-- start DATA PROVIDED --

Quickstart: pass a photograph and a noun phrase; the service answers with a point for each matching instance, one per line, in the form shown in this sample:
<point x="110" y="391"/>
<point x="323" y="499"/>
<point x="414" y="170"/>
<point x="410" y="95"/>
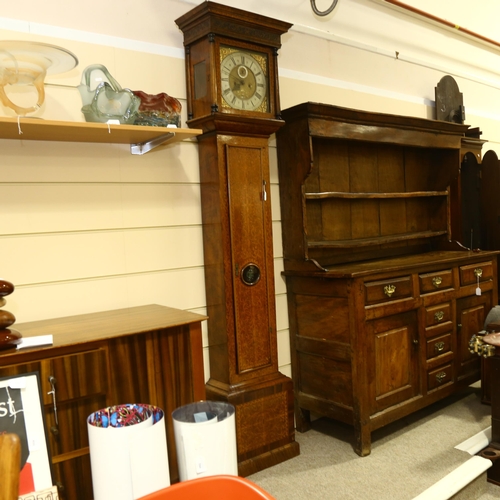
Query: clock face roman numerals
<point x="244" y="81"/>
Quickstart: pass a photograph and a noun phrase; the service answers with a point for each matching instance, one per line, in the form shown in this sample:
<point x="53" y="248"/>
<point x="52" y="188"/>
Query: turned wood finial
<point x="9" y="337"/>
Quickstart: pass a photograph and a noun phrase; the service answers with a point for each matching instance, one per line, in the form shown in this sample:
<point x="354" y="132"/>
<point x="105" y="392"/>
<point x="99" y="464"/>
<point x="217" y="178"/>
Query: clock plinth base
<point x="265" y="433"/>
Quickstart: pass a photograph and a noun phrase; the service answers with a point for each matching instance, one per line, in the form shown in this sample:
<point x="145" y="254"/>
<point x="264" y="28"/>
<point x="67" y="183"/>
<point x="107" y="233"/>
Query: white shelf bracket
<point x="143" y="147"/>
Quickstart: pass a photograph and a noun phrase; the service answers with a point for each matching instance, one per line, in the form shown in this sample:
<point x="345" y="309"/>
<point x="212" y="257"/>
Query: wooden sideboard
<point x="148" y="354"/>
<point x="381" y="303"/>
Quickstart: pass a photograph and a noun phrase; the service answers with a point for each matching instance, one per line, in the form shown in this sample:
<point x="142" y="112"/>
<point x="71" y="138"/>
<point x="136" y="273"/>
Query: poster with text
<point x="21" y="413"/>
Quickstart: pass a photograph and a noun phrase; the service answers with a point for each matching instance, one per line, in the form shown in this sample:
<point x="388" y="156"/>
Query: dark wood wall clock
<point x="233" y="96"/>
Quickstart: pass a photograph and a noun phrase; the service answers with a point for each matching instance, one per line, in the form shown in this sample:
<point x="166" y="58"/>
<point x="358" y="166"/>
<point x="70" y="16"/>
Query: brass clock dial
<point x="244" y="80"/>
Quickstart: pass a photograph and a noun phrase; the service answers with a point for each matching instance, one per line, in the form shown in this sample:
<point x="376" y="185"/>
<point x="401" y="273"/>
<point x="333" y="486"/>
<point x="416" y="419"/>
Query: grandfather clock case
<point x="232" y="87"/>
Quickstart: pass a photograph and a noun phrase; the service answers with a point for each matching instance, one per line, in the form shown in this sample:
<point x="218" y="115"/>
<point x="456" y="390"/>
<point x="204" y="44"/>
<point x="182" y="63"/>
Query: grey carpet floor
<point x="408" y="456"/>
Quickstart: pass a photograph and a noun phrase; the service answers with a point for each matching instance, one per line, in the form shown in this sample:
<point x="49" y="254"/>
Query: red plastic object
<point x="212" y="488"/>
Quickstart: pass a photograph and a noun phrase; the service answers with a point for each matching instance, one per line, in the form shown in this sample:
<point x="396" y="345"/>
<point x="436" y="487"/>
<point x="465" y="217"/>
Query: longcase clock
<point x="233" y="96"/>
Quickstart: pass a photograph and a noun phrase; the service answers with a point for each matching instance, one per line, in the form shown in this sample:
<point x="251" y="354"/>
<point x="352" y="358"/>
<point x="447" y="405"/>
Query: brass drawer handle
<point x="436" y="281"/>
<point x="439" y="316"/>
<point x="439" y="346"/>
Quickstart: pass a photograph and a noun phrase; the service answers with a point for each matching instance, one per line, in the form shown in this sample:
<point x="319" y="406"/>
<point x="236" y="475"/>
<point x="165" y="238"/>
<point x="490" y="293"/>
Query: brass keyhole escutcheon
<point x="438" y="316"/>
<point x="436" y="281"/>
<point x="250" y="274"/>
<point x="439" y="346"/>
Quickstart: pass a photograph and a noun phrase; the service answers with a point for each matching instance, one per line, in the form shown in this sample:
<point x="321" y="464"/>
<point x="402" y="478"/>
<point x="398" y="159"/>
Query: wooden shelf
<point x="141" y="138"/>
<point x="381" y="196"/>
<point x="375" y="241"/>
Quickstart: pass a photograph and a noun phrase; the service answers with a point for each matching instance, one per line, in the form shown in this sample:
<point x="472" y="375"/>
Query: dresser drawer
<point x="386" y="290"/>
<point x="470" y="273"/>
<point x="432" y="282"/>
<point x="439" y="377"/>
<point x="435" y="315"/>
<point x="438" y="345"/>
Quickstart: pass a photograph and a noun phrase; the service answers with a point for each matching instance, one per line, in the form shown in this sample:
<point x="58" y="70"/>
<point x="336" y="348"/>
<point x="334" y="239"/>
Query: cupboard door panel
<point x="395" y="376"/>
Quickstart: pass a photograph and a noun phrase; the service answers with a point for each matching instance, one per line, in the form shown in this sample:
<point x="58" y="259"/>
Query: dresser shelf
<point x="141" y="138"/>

-- end DATA PROVIDED --

### GIVEN INSTRUCTION
Produce an exact copy of each line of data, skipping embedded images.

### SOLUTION TO THE PROBLEM
Quickstart: pass a photograph and a noun phrase; the service answers with a point for each matching instance, one per line, in the form shown in this sample:
<point x="110" y="391"/>
<point x="323" y="499"/>
<point x="414" y="170"/>
<point x="410" y="95"/>
Query: clock face roman numerals
<point x="244" y="81"/>
Quickstart: pass a photograph and a noun phrase; the service answers with a point for each matching instance, one per line, in the form shown in this sample:
<point x="53" y="248"/>
<point x="52" y="188"/>
Query: turned wood finial
<point x="9" y="337"/>
Quickstart: pass a photograph and a noun phrase; the service answers with a point for each matching instance, one per line, in the form shown in this sample:
<point x="354" y="132"/>
<point x="105" y="392"/>
<point x="99" y="464"/>
<point x="217" y="178"/>
Query: clock plinth base
<point x="265" y="433"/>
Quickstart: pass a photograph and a noun phrase; the service answers with a point for each matching instance, one per line, in the form shown in this sample:
<point x="145" y="254"/>
<point x="264" y="28"/>
<point x="67" y="183"/>
<point x="107" y="233"/>
Query: white shelf bracket
<point x="143" y="147"/>
Quickstart: pass a photograph and a noun phrase; the service answers with a point for each matching instance, one per line, in the form shown in this sample:
<point x="345" y="309"/>
<point x="212" y="257"/>
Query: wooden sideboard
<point x="148" y="354"/>
<point x="381" y="303"/>
Quickstart: pass a photograph and a noun phrase; the service answers with a point for each matching instance, one per line, in the form shown in this sample:
<point x="142" y="112"/>
<point x="71" y="138"/>
<point x="136" y="273"/>
Query: poster with text
<point x="21" y="413"/>
Quickstart: pass a photograph and a noun phrase; the service answers with a point for each matching instance, one per line, in the form shown in this sample:
<point x="388" y="156"/>
Query: dark wood wall clock
<point x="233" y="96"/>
Quickstart: pass a photograph and a noun phrase; the service answers with a point for each matching instance, one per line, in the form shown in this sample:
<point x="166" y="58"/>
<point x="358" y="166"/>
<point x="70" y="16"/>
Query: brass clock dial
<point x="244" y="80"/>
Quickstart: pass a photograph and a noun phrase; the service answers with a point for each matching instance, one per line, in the form shown in this sample:
<point x="376" y="185"/>
<point x="401" y="273"/>
<point x="333" y="486"/>
<point x="416" y="419"/>
Query: grandfather clock case
<point x="232" y="87"/>
Quickstart: pass a photograph and a noun phrase; the service answers with a point for each matching instance, one per line, in the form shown in this sample:
<point x="218" y="115"/>
<point x="456" y="390"/>
<point x="204" y="44"/>
<point x="182" y="63"/>
Query: grey carpet floor
<point x="408" y="456"/>
Quickstart: pass a photograph and a noun phrase; the service answers with a point for each matching instance, one per line, in the form shown in this sample:
<point x="49" y="254"/>
Query: red plastic object
<point x="212" y="488"/>
Quickstart: pass a photograph and a noun phrase; the service answers with a point for each matching instance, one per line, in the form shown in this sample:
<point x="396" y="345"/>
<point x="436" y="487"/>
<point x="465" y="217"/>
Query: longcase clock
<point x="233" y="96"/>
Quickstart: pass a photograph and a noun phrase; the service answers with a point for each matching instance, one per line, in the form shown in this sample:
<point x="251" y="354"/>
<point x="352" y="358"/>
<point x="447" y="405"/>
Query: brass drawer handle
<point x="436" y="281"/>
<point x="439" y="316"/>
<point x="439" y="346"/>
Quickstart: pass a photograph and a noun phrase; the service answers with a point for each matching instance, one per line, in the form shown in this sample:
<point x="319" y="406"/>
<point x="236" y="475"/>
<point x="165" y="238"/>
<point x="490" y="293"/>
Query: brass keyhole escutcheon
<point x="438" y="316"/>
<point x="436" y="281"/>
<point x="250" y="274"/>
<point x="439" y="346"/>
Quickstart: pass a photograph and a noun phrase; the service answers with a point for each matching instance, one per line, in the form shown in this sample:
<point x="321" y="464"/>
<point x="402" y="478"/>
<point x="398" y="159"/>
Query: wooden shelf
<point x="141" y="138"/>
<point x="381" y="196"/>
<point x="375" y="241"/>
Quickstart: pass a photograph and a noun phrase; the service answers with a point for each matching instance, one per line, in the form shown in this sample:
<point x="472" y="375"/>
Query: dresser drawer
<point x="386" y="290"/>
<point x="470" y="273"/>
<point x="432" y="282"/>
<point x="439" y="377"/>
<point x="435" y="315"/>
<point x="438" y="345"/>
Quickstart: pass a photograph and a noun phrase; the service answers with a point for each matching instance, one per line, in the form shown in this sample:
<point x="58" y="70"/>
<point x="336" y="348"/>
<point x="334" y="239"/>
Query: cupboard door panel
<point x="395" y="376"/>
Quickstart: pass a photograph and a noun phrase; the service answers with a point for each matching instance, one per line, in the form shown in this sample:
<point x="58" y="259"/>
Query: dresser shelf
<point x="141" y="138"/>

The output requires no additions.